(DATA SHOWN begins)
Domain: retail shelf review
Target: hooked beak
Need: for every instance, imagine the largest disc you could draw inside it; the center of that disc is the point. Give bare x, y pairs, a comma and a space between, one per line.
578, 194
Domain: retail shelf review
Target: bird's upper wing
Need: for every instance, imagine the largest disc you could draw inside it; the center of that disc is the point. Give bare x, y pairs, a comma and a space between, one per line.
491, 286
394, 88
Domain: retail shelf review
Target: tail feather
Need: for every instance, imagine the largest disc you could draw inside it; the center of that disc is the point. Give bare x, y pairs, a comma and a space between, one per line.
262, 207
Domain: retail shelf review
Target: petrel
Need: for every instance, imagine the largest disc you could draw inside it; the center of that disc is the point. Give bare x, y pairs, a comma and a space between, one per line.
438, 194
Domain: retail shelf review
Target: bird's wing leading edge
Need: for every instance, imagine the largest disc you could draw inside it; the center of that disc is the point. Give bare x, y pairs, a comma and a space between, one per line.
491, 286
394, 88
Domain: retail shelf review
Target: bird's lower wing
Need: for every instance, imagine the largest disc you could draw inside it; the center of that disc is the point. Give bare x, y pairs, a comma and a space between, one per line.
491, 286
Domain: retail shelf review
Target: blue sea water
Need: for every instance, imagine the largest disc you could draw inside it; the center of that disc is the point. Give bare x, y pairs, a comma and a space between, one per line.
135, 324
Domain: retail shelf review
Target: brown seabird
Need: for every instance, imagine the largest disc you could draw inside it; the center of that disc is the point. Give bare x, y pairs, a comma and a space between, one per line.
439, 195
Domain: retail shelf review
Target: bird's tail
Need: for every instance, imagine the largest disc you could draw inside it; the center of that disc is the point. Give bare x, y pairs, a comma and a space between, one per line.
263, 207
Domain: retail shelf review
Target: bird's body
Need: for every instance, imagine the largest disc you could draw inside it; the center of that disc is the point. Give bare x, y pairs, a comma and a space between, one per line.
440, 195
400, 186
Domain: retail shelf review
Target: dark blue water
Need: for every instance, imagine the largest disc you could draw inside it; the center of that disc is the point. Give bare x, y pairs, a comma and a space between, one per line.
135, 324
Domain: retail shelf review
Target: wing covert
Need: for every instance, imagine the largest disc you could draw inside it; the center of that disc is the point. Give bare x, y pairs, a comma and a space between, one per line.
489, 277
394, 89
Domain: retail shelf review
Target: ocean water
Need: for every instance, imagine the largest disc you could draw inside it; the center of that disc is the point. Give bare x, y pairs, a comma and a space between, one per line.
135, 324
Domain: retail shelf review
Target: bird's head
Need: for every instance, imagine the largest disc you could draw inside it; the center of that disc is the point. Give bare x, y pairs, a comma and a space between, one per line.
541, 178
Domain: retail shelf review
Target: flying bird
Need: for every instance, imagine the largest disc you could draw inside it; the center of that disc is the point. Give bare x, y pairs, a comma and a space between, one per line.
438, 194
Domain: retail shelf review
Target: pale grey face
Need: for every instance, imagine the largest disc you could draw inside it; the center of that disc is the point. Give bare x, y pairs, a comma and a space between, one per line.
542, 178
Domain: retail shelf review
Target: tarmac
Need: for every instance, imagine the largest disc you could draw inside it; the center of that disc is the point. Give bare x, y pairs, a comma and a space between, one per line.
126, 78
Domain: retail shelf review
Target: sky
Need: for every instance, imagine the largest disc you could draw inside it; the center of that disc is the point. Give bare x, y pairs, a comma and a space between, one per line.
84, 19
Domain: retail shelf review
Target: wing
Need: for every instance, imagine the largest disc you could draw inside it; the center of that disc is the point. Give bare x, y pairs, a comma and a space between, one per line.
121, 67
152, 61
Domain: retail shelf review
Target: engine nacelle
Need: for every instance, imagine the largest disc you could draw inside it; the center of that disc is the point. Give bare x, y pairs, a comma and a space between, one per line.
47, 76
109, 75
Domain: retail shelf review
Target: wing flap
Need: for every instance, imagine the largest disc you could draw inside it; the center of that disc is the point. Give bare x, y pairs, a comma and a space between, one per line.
(DATA SHOWN ends)
Retype the records above from the very first line down to the line with "Target: tail feather", keeping both of those lines. Include nothing beyond them.

**EXPECTED OUTPUT**
Domain: retail shelf review
Target: hooked beak
Need: for every instance, imagine the largest disc you could draw inside it; the center of that disc is the point. Give bare x, y pairs, a comma and a space between, one per line.
578, 194
Domain: retail shelf review
Target: bird's upper wing
Need: for every instance, imagine the largest disc you could draw inside it; the center of that disc is the point. Give bare x, y pairs, a comma and a space between, one per line.
491, 286
394, 88
Domain: retail shelf review
Target: tail feather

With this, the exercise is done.